**Page:**
------------------------------

# Can't afford managment fees?



## Suziewon (3 May 2009)

my brother bought an affordable housing apartment in dublin last year, unfortunately then lost his job 2 months later,(electrician) no work since. Socail welfare have been paying the interest on the mortgage, but now the €1900 managment fees are due and he just can't afford to pay them, what happens in this situation?


----------



## NicolaM (3 May 2009)

Has he spoken to the Management company?
Perhaps there is some sort of arrangement they could come to, eg a monthly payment.

Legally, he is required to  pay the fees.

Nicola


----------



## Yorrick (3 May 2009)

I'm afraid that it will be treated like any debt. The Management Company will seek payment and if they don't get it they will take the legal path.
I agree with the other subscriber. Approach the Management Company and see if some arrangement can be made to pay by installments. The costs of electricity  in commons areas, insurance etc are being paid from management fees and he is benefiting from same.


----------



## jacobean (3 May 2009)

The reality is he could probably get away with not paying the amount for a year - however not paying will probaby result in the debt being handed over to a debt collection agency and perhaps interest on the outstanding amount. 

As the other two posters suggest get him to contact the management agent to arrange installment payments.


----------



## AKA (3 May 2009)

€1900 is pretty steep.  Is this for one year? 2 or 3 bed?


----------



## shesells (4 May 2009)

Not paying fees is dangerous. In some cases non paying units are excluded from management services, insurance etc. Your brother needs to contact the agent now. Regardless of whether the fees are steep or not, which they are, he is obliged to pay them and they are not negotiable.


----------



## Bronte (4 May 2009)

That seems like a very large fee for someone in 'affordable' housing who has no income other than social welfare.  Can the social welfare officer help with this?


----------



## Suziewon (6 May 2009)

thanks everyone, never thought of the socail welfare officer. Yes it's 1900  for a 2 bed apartment(one of the itemised costs was 56k for car park lighting???) , there is only 2 units sold out of 8 in his block for the last 2 years. Although it was affordable housing at the time they are worth less than the affordable housing price at this stage, and impossible to sell.

------------------------------

**Provided information:**
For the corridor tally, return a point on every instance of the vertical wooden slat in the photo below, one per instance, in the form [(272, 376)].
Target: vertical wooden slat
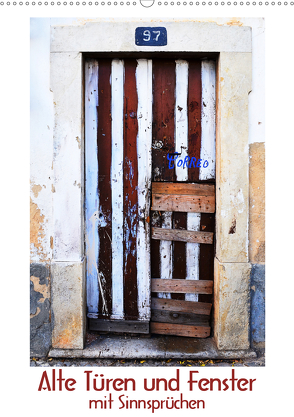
[(181, 131), (207, 222), (194, 145), (194, 118), (163, 142), (104, 185), (144, 142), (130, 190), (208, 120), (163, 125), (91, 183), (181, 140), (117, 85)]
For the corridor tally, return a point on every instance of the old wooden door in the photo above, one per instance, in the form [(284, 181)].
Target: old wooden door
[(150, 128)]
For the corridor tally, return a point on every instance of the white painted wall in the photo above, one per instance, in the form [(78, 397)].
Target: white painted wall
[(42, 112)]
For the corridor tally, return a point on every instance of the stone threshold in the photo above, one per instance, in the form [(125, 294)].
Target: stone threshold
[(154, 347)]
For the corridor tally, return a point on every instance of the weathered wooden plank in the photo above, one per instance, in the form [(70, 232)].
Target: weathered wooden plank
[(91, 183), (181, 286), (166, 253), (119, 326), (183, 203), (183, 188), (180, 330), (192, 253), (117, 76), (177, 317), (182, 235), (181, 146), (104, 186), (194, 118), (131, 215), (206, 255), (144, 141), (163, 124), (181, 118), (181, 306), (208, 120)]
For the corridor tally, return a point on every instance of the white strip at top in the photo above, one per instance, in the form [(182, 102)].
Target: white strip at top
[(181, 117)]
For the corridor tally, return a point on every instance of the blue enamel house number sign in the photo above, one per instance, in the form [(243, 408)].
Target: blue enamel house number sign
[(151, 36)]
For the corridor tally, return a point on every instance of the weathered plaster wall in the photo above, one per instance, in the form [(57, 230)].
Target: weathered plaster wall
[(42, 187)]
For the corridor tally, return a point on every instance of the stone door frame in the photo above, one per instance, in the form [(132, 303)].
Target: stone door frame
[(69, 44)]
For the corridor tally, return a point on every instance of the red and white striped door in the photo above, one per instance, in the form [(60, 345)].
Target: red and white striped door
[(137, 114)]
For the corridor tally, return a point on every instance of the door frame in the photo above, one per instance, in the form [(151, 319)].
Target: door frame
[(69, 44)]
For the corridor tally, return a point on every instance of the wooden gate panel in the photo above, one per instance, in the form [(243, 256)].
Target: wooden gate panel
[(190, 214)]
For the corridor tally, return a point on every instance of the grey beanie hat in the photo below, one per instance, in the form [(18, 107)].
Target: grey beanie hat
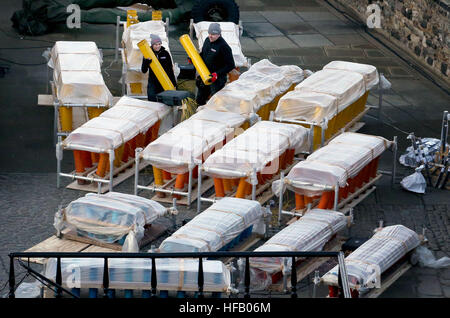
[(214, 28), (155, 39)]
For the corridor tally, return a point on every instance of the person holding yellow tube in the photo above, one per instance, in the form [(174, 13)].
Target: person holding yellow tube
[(154, 87), (218, 57)]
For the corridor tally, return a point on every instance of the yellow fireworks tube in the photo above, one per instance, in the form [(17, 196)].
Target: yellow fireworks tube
[(156, 67), (197, 60)]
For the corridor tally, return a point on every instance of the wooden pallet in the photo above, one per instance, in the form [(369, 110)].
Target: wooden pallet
[(307, 266), (55, 244), (122, 173), (151, 233), (207, 183), (350, 202)]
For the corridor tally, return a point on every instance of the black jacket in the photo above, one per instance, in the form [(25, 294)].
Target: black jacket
[(166, 62), (218, 56)]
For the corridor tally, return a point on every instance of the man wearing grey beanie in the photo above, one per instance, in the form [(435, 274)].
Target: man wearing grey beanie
[(154, 86), (217, 55)]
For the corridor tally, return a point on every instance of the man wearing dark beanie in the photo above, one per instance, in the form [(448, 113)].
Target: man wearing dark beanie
[(218, 57), (154, 86)]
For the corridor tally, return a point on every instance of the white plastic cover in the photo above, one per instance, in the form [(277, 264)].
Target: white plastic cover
[(370, 260), (117, 125), (255, 88), (77, 74), (310, 233), (257, 146), (369, 72), (130, 273), (230, 33), (346, 86), (308, 106), (108, 218), (342, 158), (191, 139), (212, 229)]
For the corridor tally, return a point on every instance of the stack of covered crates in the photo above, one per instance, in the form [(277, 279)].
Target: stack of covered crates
[(110, 218), (310, 233), (190, 142), (329, 99), (369, 261), (266, 148), (78, 80), (131, 123), (218, 228), (348, 162)]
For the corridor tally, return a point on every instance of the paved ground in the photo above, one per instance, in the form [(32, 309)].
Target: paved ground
[(307, 33)]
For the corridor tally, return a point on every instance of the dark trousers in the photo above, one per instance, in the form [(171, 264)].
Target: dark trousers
[(153, 89), (204, 91)]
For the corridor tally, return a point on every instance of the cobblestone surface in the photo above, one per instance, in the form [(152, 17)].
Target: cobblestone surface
[(29, 197)]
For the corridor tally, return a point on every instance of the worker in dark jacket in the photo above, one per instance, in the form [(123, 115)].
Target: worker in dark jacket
[(154, 86), (217, 55)]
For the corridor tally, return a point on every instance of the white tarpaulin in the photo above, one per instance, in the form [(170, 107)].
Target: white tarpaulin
[(77, 74), (366, 264), (212, 229), (192, 139), (346, 86), (258, 86), (256, 147), (117, 125), (110, 217), (230, 33), (310, 233), (369, 72), (131, 273), (130, 38), (343, 158), (312, 107)]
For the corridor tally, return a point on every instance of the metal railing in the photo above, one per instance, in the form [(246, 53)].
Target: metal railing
[(59, 289)]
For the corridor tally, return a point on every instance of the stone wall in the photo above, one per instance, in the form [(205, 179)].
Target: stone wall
[(420, 27)]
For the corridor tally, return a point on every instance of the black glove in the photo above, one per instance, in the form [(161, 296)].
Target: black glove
[(199, 82)]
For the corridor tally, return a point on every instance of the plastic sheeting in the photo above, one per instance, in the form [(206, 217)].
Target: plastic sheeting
[(346, 86), (343, 158), (108, 218), (212, 229), (430, 146), (256, 147), (77, 74), (255, 88), (171, 274), (191, 140), (310, 233), (230, 33), (117, 125), (369, 72), (312, 107), (366, 264)]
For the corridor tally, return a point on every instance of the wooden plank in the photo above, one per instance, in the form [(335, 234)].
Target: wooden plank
[(151, 233), (386, 282), (243, 246), (307, 266), (124, 172), (55, 244), (206, 185)]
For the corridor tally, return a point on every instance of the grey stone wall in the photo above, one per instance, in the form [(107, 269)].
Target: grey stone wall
[(419, 26)]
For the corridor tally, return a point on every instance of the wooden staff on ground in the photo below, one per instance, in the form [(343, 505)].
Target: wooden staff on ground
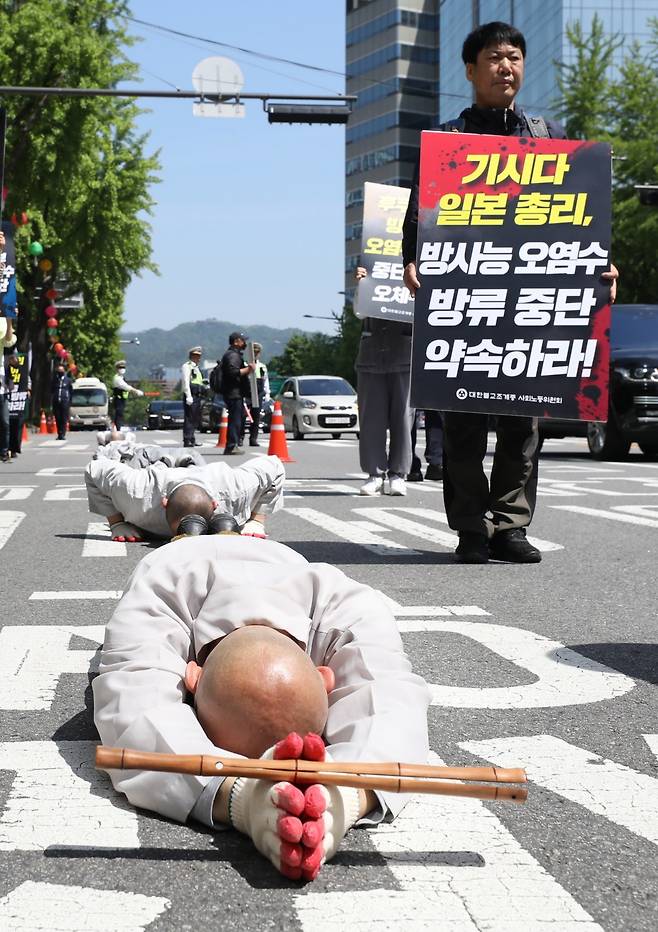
[(390, 777)]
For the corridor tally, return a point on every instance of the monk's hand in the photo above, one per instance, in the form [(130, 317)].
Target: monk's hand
[(328, 814), (124, 532)]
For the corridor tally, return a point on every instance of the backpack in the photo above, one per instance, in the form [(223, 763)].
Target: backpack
[(215, 379)]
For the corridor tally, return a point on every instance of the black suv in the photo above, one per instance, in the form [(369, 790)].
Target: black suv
[(633, 405)]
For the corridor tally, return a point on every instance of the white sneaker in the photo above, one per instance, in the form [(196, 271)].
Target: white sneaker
[(373, 486)]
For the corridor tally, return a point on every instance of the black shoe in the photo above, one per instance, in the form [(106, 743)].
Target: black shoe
[(513, 547), (472, 548)]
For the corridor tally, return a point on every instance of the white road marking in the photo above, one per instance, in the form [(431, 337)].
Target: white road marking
[(563, 677), (58, 798), (392, 519), (9, 521), (34, 657), (75, 595), (35, 907), (459, 869), (15, 493), (610, 515), (349, 532), (620, 794), (106, 547), (66, 493), (61, 471)]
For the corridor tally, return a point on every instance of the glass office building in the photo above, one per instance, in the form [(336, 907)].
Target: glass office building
[(543, 23), (392, 65)]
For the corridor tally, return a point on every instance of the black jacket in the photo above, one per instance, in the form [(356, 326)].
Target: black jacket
[(61, 389), (232, 381), (491, 121)]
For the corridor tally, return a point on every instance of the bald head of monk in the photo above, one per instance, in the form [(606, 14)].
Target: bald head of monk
[(187, 499), (255, 687)]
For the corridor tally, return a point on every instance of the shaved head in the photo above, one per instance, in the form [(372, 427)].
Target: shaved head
[(188, 499), (257, 686)]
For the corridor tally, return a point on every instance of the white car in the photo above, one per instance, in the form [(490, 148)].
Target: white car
[(319, 404)]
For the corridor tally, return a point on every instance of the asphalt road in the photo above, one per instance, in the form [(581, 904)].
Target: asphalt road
[(551, 666)]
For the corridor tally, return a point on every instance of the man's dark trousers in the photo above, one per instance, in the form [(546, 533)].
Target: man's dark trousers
[(512, 492), (191, 417), (235, 415), (61, 412), (119, 408)]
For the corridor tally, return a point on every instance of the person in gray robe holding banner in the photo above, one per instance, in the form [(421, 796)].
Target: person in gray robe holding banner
[(491, 517)]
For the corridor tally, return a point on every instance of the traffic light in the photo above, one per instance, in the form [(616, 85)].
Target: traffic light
[(306, 113), (648, 194)]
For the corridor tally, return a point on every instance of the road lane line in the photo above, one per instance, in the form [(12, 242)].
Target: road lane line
[(75, 595), (602, 786), (105, 547), (58, 798), (9, 521), (33, 658), (39, 905), (610, 515), (561, 676), (458, 869), (351, 533)]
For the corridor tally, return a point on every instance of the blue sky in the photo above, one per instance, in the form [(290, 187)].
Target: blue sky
[(249, 221)]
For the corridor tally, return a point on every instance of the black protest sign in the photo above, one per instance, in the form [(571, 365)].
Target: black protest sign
[(512, 316), (382, 293)]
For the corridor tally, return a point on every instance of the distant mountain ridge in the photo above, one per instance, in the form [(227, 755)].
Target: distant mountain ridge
[(169, 348)]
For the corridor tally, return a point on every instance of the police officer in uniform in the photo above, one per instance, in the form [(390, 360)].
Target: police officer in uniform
[(120, 391), (192, 385)]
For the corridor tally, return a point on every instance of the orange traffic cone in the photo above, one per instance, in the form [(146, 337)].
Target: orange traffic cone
[(278, 446), (222, 436)]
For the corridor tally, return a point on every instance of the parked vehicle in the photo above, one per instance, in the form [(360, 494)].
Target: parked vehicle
[(319, 404), (89, 405), (633, 404), (164, 415)]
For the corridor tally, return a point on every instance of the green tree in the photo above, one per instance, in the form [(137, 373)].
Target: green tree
[(623, 111), (80, 171), (585, 89)]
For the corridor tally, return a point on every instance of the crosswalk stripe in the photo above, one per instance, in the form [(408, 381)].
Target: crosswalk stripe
[(349, 532), (103, 547), (9, 521), (39, 905), (610, 515), (456, 867), (75, 595), (601, 786)]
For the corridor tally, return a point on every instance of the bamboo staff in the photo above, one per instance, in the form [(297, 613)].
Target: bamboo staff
[(391, 777)]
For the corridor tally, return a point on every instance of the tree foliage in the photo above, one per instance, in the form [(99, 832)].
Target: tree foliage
[(318, 353), (80, 171), (624, 112)]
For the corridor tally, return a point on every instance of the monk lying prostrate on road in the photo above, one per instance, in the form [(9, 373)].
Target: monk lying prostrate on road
[(226, 645), (135, 500)]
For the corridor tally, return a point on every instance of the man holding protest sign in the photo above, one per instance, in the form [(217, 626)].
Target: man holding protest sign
[(476, 200)]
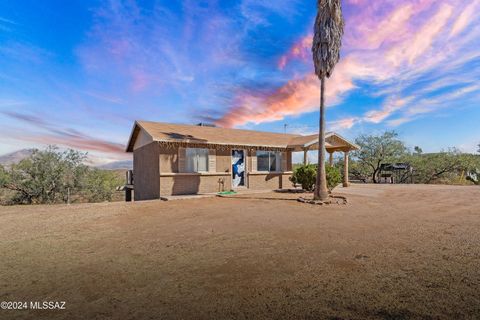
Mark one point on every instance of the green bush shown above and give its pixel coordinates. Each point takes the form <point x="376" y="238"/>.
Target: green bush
<point x="306" y="175"/>
<point x="334" y="178"/>
<point x="99" y="185"/>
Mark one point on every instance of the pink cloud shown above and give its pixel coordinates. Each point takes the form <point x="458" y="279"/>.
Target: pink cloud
<point x="300" y="50"/>
<point x="387" y="43"/>
<point x="465" y="18"/>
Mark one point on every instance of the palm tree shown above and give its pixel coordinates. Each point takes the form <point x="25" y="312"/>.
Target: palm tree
<point x="327" y="40"/>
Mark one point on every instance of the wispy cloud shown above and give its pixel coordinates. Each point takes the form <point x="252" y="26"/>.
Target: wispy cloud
<point x="399" y="48"/>
<point x="54" y="133"/>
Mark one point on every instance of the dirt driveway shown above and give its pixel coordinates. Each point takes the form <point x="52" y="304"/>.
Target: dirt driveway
<point x="394" y="252"/>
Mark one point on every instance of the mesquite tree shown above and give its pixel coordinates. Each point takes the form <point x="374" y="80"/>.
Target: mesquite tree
<point x="327" y="40"/>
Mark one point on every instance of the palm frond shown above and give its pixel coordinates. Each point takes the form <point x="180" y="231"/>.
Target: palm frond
<point x="327" y="40"/>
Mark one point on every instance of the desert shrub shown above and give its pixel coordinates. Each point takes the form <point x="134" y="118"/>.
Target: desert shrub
<point x="306" y="176"/>
<point x="54" y="176"/>
<point x="447" y="167"/>
<point x="47" y="176"/>
<point x="374" y="151"/>
<point x="99" y="185"/>
<point x="334" y="177"/>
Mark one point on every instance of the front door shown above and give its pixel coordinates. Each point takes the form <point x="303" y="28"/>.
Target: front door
<point x="238" y="168"/>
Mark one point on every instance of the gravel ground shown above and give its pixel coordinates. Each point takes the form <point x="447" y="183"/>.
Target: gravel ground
<point x="394" y="252"/>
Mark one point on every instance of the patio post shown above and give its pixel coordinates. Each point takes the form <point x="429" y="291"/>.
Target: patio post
<point x="345" y="170"/>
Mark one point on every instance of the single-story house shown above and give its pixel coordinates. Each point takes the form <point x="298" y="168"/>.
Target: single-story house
<point x="173" y="159"/>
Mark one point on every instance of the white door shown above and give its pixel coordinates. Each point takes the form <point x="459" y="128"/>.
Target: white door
<point x="238" y="168"/>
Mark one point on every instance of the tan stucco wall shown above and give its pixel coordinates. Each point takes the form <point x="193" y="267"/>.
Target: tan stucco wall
<point x="156" y="174"/>
<point x="146" y="173"/>
<point x="178" y="184"/>
<point x="168" y="159"/>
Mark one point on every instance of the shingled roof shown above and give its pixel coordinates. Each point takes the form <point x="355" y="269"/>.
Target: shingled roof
<point x="168" y="132"/>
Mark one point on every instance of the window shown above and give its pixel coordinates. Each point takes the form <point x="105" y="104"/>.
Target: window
<point x="268" y="161"/>
<point x="197" y="160"/>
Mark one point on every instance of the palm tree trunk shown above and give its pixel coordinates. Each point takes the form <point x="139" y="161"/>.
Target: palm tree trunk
<point x="321" y="192"/>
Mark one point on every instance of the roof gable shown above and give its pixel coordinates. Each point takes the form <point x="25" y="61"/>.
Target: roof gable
<point x="179" y="133"/>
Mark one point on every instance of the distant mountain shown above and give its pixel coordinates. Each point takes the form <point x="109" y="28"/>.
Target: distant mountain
<point x="15" y="157"/>
<point x="117" y="165"/>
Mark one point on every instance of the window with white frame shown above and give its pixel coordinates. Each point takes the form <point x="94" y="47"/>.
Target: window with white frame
<point x="196" y="160"/>
<point x="268" y="161"/>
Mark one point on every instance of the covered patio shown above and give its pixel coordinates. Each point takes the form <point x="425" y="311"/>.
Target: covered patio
<point x="333" y="143"/>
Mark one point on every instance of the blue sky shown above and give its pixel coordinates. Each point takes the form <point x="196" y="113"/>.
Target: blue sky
<point x="78" y="73"/>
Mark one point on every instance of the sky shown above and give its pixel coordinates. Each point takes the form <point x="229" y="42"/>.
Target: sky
<point x="78" y="73"/>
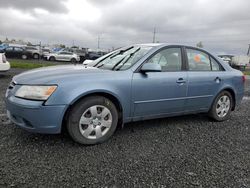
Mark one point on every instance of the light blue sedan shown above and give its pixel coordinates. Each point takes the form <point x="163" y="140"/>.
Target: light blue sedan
<point x="134" y="83"/>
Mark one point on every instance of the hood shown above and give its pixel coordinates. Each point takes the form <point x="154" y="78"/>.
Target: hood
<point x="57" y="74"/>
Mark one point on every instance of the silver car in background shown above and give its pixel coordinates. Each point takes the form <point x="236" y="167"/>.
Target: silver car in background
<point x="4" y="64"/>
<point x="62" y="56"/>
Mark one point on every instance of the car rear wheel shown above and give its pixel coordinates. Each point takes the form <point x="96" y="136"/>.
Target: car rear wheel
<point x="221" y="107"/>
<point x="52" y="58"/>
<point x="92" y="120"/>
<point x="36" y="56"/>
<point x="73" y="60"/>
<point x="24" y="56"/>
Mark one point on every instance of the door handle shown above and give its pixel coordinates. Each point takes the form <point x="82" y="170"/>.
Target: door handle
<point x="217" y="79"/>
<point x="180" y="81"/>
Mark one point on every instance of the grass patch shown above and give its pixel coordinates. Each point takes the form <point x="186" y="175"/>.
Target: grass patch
<point x="246" y="72"/>
<point x="29" y="64"/>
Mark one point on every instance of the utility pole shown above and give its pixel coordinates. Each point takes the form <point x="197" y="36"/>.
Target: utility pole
<point x="154" y="35"/>
<point x="98" y="42"/>
<point x="248" y="51"/>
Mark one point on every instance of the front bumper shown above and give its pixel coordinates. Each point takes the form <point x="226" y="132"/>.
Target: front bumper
<point x="33" y="116"/>
<point x="4" y="67"/>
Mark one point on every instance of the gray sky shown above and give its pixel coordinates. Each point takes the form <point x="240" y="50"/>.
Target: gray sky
<point x="222" y="25"/>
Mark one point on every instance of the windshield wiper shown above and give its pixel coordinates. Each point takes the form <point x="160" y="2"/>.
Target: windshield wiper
<point x="121" y="51"/>
<point x="112" y="55"/>
<point x="118" y="62"/>
<point x="102" y="61"/>
<point x="128" y="57"/>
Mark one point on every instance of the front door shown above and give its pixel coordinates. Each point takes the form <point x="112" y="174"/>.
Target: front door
<point x="205" y="78"/>
<point x="159" y="93"/>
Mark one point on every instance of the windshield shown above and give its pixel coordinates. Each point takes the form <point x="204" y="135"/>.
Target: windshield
<point x="121" y="59"/>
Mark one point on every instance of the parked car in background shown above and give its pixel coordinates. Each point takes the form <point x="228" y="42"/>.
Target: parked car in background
<point x="94" y="55"/>
<point x="4" y="64"/>
<point x="81" y="53"/>
<point x="62" y="56"/>
<point x="45" y="51"/>
<point x="87" y="62"/>
<point x="16" y="52"/>
<point x="3" y="46"/>
<point x="35" y="52"/>
<point x="130" y="84"/>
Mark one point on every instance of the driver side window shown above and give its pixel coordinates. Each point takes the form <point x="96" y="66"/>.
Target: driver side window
<point x="169" y="59"/>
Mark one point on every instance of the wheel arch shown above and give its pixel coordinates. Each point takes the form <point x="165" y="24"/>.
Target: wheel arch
<point x="231" y="91"/>
<point x="105" y="94"/>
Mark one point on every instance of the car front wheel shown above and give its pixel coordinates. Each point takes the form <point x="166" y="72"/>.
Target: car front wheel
<point x="24" y="56"/>
<point x="221" y="107"/>
<point x="52" y="58"/>
<point x="73" y="60"/>
<point x="92" y="120"/>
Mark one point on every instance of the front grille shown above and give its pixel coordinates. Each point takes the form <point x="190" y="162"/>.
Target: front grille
<point x="12" y="85"/>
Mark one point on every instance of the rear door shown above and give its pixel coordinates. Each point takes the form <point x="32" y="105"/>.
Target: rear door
<point x="205" y="77"/>
<point x="9" y="52"/>
<point x="159" y="93"/>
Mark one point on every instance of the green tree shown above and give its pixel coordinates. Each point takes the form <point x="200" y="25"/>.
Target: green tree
<point x="199" y="45"/>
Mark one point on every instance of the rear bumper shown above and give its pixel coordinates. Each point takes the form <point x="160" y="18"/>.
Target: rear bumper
<point x="33" y="116"/>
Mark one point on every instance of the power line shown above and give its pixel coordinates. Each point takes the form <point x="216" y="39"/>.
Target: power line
<point x="98" y="42"/>
<point x="154" y="35"/>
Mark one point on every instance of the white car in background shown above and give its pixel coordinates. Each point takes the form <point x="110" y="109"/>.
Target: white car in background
<point x="62" y="56"/>
<point x="4" y="64"/>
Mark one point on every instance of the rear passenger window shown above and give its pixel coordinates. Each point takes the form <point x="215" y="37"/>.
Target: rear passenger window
<point x="200" y="61"/>
<point x="215" y="65"/>
<point x="169" y="59"/>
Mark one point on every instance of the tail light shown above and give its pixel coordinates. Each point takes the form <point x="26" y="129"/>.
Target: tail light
<point x="244" y="78"/>
<point x="4" y="58"/>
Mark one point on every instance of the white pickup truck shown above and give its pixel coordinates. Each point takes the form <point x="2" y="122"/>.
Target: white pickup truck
<point x="4" y="64"/>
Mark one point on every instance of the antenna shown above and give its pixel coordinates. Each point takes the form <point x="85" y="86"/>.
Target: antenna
<point x="248" y="51"/>
<point x="154" y="35"/>
<point x="98" y="42"/>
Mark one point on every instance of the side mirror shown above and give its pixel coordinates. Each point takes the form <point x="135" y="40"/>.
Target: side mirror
<point x="150" y="67"/>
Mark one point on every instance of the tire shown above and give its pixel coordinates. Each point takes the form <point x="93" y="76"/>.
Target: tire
<point x="24" y="56"/>
<point x="73" y="60"/>
<point x="221" y="107"/>
<point x="92" y="120"/>
<point x="36" y="56"/>
<point x="52" y="58"/>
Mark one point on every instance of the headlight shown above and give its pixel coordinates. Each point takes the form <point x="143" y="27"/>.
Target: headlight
<point x="35" y="92"/>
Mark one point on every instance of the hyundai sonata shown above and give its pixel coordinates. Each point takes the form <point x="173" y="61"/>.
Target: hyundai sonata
<point x="134" y="83"/>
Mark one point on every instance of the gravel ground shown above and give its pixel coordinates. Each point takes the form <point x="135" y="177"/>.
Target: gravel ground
<point x="188" y="151"/>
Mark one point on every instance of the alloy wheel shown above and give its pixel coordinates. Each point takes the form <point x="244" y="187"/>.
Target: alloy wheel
<point x="95" y="122"/>
<point x="223" y="106"/>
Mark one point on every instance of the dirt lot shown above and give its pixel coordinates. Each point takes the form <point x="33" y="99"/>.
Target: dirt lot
<point x="189" y="151"/>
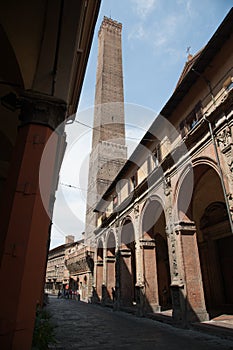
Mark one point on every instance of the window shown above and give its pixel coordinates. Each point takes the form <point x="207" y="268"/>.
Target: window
<point x="191" y="120"/>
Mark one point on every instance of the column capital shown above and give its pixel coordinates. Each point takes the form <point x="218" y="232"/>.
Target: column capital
<point x="185" y="227"/>
<point x="147" y="243"/>
<point x="37" y="108"/>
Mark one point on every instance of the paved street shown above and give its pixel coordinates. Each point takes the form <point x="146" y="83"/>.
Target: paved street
<point x="87" y="326"/>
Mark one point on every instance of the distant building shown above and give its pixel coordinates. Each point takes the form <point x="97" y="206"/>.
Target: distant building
<point x="70" y="267"/>
<point x="167" y="242"/>
<point x="45" y="47"/>
<point x="109" y="152"/>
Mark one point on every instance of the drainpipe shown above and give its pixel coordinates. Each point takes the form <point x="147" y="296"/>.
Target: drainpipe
<point x="220" y="172"/>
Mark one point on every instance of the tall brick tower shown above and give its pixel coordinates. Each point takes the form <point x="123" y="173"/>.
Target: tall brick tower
<point x="109" y="152"/>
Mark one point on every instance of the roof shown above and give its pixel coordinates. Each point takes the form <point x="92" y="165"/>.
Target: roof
<point x="188" y="66"/>
<point x="188" y="77"/>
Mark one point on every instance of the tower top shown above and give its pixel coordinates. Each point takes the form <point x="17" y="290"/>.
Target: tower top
<point x="110" y="25"/>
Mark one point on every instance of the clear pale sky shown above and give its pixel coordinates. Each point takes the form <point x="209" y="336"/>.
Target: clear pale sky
<point x="155" y="38"/>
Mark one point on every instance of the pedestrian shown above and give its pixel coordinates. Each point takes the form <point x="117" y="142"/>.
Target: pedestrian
<point x="113" y="294"/>
<point x="70" y="293"/>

------------------------------

**Tasks for this exercise:**
1. From the management fees thread, extract the passage starting with "## Suziewon (3" and going on through "NicolaM (3 May 2009)", word for word.
2. Count how many lines of the rows contain the string "road", and reply with that number alone.

**Per-task outputs:**
1.
## Suziewon (3 May 2009)

my brother bought an affordable housing apartment in dublin last year, unfortunately then lost his job 2 months later,(electrician) no work since. Socail welfare have been paying the interest on the mortgage, but now the €1900 managment fees are due and he just can't afford to pay them, what happens in this situation?


----------



## NicolaM (3 May 2009)

2. 8